# Given exercise
Send back the entries below exactly as they appear.

[Items from a labeling collection]
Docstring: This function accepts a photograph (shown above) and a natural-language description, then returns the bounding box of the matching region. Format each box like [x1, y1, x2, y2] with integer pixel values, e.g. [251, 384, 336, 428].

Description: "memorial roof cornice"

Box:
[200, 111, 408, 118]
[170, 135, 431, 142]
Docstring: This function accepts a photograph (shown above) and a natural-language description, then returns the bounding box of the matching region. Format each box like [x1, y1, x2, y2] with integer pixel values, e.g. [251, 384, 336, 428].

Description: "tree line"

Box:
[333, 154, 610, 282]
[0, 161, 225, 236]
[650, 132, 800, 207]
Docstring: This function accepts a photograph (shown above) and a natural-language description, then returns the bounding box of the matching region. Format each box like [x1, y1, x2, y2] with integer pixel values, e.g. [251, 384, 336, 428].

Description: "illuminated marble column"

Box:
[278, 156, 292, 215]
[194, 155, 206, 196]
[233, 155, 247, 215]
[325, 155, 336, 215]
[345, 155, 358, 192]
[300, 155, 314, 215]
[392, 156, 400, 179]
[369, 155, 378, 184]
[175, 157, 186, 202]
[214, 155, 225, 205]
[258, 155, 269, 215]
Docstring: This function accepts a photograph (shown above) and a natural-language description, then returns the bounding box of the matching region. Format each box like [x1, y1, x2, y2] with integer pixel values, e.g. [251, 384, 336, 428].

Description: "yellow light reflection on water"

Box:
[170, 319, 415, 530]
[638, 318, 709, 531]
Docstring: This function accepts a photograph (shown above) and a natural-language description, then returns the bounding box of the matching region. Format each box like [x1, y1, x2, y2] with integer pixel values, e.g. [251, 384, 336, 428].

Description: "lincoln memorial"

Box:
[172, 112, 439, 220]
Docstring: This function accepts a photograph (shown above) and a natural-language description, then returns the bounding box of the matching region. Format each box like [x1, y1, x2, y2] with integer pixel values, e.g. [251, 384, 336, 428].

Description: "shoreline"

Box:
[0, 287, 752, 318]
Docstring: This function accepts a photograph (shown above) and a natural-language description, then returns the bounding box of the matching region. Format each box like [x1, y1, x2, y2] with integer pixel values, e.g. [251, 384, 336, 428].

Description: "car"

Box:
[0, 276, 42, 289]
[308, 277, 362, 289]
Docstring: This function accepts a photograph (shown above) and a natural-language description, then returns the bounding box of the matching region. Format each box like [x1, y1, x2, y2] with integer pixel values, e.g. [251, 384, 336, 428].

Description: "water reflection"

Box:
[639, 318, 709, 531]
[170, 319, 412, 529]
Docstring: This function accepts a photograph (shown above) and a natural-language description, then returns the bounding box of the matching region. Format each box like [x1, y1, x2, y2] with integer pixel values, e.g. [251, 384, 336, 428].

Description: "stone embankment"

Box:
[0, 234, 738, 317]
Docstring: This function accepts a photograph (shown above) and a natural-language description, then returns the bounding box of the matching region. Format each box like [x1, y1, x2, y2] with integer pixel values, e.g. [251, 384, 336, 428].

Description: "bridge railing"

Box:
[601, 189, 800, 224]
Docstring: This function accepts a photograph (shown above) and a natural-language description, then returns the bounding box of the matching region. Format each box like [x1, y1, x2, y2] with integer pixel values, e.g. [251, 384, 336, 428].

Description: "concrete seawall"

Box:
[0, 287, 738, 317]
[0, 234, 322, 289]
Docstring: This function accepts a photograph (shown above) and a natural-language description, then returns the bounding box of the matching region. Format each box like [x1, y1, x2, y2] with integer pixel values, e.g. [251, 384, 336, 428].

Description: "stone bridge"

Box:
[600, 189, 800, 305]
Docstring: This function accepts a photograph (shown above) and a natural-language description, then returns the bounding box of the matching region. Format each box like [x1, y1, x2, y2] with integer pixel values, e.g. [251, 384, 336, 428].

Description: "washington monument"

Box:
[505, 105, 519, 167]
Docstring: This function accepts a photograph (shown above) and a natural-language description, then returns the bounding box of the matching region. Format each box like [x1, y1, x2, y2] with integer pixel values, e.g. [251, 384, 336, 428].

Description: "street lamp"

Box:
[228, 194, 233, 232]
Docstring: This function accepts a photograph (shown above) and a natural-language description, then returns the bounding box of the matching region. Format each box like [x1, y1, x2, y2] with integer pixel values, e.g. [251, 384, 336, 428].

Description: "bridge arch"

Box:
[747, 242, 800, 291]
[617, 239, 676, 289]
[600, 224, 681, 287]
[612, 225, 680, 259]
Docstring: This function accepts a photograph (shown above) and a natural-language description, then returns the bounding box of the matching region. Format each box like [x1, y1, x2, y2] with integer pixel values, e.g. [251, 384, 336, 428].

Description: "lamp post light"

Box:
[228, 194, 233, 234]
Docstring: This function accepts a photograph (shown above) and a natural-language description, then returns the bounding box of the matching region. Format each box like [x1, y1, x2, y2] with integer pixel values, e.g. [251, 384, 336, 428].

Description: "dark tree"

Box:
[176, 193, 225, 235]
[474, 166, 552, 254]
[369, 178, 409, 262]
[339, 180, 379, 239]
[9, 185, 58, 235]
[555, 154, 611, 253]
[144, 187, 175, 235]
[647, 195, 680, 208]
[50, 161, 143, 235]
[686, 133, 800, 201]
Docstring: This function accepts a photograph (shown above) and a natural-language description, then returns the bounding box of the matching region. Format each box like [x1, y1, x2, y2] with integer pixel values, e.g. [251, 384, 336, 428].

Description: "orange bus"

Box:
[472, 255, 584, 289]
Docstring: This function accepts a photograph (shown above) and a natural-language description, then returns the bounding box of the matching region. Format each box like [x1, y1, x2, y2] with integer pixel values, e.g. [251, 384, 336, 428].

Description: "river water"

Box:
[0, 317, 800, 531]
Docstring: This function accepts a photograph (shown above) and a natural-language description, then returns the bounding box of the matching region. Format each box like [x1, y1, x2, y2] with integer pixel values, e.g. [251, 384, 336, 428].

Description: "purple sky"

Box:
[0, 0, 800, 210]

# Output of the task
Docstring: This function accepts a photograph (shown above) and a natural-language description, then returns the bounding box of the matching region. Format each box like [x1, y1, x2, y2] with integer pixel values, e.g. [251, 384, 336, 428].

Description: "memorial roof cornice"

Box:
[200, 111, 408, 118]
[170, 135, 431, 142]
Docstring: This function accepts a photograph (shown above) and a natural-language description, then returns the bounding box of the matching region. Format each box like [x1, y1, x2, y2] with integer pixel values, e.g. [251, 384, 336, 428].

Description: "tree line"

Box:
[333, 154, 610, 282]
[0, 161, 225, 236]
[650, 132, 800, 207]
Docstring: This function accepts a photograph (shown above) and a natural-language description, then returns the bounding box of the matching region. Format each box like [x1, y1, x2, y2] with integer pixel values, e.g. [251, 384, 336, 428].

Description: "illuminated marble column"

Box:
[278, 156, 292, 215]
[194, 155, 206, 196]
[233, 155, 247, 215]
[325, 155, 336, 215]
[345, 155, 358, 192]
[300, 155, 314, 215]
[392, 156, 400, 179]
[369, 155, 378, 184]
[175, 157, 186, 202]
[214, 155, 225, 205]
[258, 155, 269, 215]
Docstring: This function accepts a photograph (shown above) and a natural-language description, then returns the bounding box of the matching region. Format each box like [x1, y1, x2, y2] with integer pixel values, e.g. [251, 384, 336, 428].

Description: "yellow light reflection on water"

Box:
[170, 319, 415, 530]
[638, 318, 709, 531]
Docstring: This function accepts a photograph (shown above) and a natural-language description, then returns the bounding box of the matching region. Format each box like [x1, y1, x2, y2] with integer pixel values, e.g. [251, 384, 336, 428].

Description: "lincoln memorial"

Box:
[172, 112, 439, 220]
Docstring: This function accepts a photograph (shown above) and a natural-language description, then returns the bounding box of the matching region. Format each box like [x1, y1, x2, y2] with integer pixel values, e.g. [251, 384, 336, 428].

Description: "shoreline"

Box:
[0, 287, 752, 318]
Docstring: This function accepts a photograph (shown above) and a natural-language description, then returns the bounding box of the matching region. Format each box like [x1, y1, x2, y2] with integer pixel values, e.g. [251, 384, 336, 428].

Description: "car"

Box:
[0, 276, 42, 289]
[308, 277, 362, 289]
Docstring: This function accepts a photograph (shown above) and a natural-language description, then returns the bounding box of the matching region. Format each box like [x1, y1, x2, y2] with integer pixel values, e.g. [251, 384, 336, 428].

Description: "water reflection"

Box:
[639, 318, 709, 531]
[170, 319, 412, 529]
Docstring: This function accepts a photograph (shown above) and a natural-language description, then returns the bounding box of the matching region. Format each box like [x1, y1, x2, y2] with integer pixel values, e.g. [251, 384, 336, 428].

Description: "stone embankment"

Box:
[0, 234, 738, 317]
Docstring: This function accepts a photograph (shown above) and a natural-language description, then returns the bounding box of the matching region. Format each box like [x1, y1, x2, y2] with integer pixel values, e.g. [251, 384, 336, 428].

Description: "bridge railing"

Box:
[601, 189, 800, 224]
Docstring: This function accepts a photograph (shown above) and a natural-language description, then returns the bounding box of the matching region. Format each box like [x1, y1, x2, y2] with integer pixel values, e.g. [251, 384, 336, 428].

Description: "concrete seawall"

Box:
[0, 287, 738, 317]
[0, 234, 322, 289]
Docstring: This function accepts a photograph (shown above) and a natural-language description, then returns the bounding box of the matching region. Format each box like [x1, y1, x2, y2] with integer pixel values, e.g. [251, 384, 336, 428].

Description: "stone bridge"

Box:
[600, 189, 800, 305]
Docstring: This function accepts a photograph (shown above) and a natural-language description, then returns the bounding box of the matching region. Format each box like [x1, y1, x2, y2] with integer pixel values, e.g. [251, 384, 336, 428].

Description: "washington monument"

Box:
[505, 105, 519, 167]
Docstring: This function accepts a photograph (shown above) and a natural-language description, then returns the bounding box of the matching region. Format each box like [x1, y1, x2, y2] with integer pixel values, e.g. [251, 384, 336, 428].

Description: "street lamp"

Box:
[228, 194, 233, 232]
Docstring: This function accepts a photograph (shown above) and a natural-language description, then returns the bounding box of the matching region. Format each box like [x1, y1, x2, y2] with integer pixel values, e.g. [251, 384, 336, 428].

Description: "bridge arch"

Box:
[747, 242, 800, 291]
[617, 239, 676, 289]
[600, 224, 681, 287]
[612, 225, 680, 259]
Docstring: This function accepts a photograph (shown above) and a natural-language description, then returns the bounding box of the matching region. Format each box like [x1, y1, x2, y2] with integer pixel values, e.g. [251, 384, 336, 428].

Description: "lamp post light"

Box:
[228, 194, 233, 234]
Docstring: This function accepts a photograph (shown above) and a natural-language description, then returns the bounding box of the matching region. Format each box like [x1, y1, x2, y2] with integer pixel values, e.g. [251, 384, 336, 428].

Description: "dark tree"

Box:
[176, 193, 225, 235]
[474, 166, 552, 254]
[369, 178, 409, 262]
[339, 180, 379, 239]
[9, 185, 58, 235]
[555, 154, 611, 253]
[144, 187, 175, 235]
[647, 195, 680, 208]
[50, 161, 143, 235]
[686, 133, 800, 201]
Docstring: This function accepts a photograph (shown above) and a natural-language description, then returns the bounding box of the matching region. Format each box like [x1, y1, x2, y2] with integer pixel values, e.g. [251, 384, 336, 428].

Description: "orange bus"

Box:
[472, 255, 584, 289]
Docstring: This function accepts a photograph (shown above) and a natural-language description, then returns the bounding box of the matching region. Format each box like [x1, y1, x2, y2] with integer pixel values, e.g. [251, 384, 336, 428].

Description: "river water"

Box:
[0, 317, 800, 531]
Docstring: This function accepts a photograph (shown above) and a natural-language description, then returns the bounding box of the matching region. Format each box like [x1, y1, x2, y2] with integer pixel values, e.g. [251, 384, 336, 428].

Description: "purple sky"

Box:
[0, 0, 800, 210]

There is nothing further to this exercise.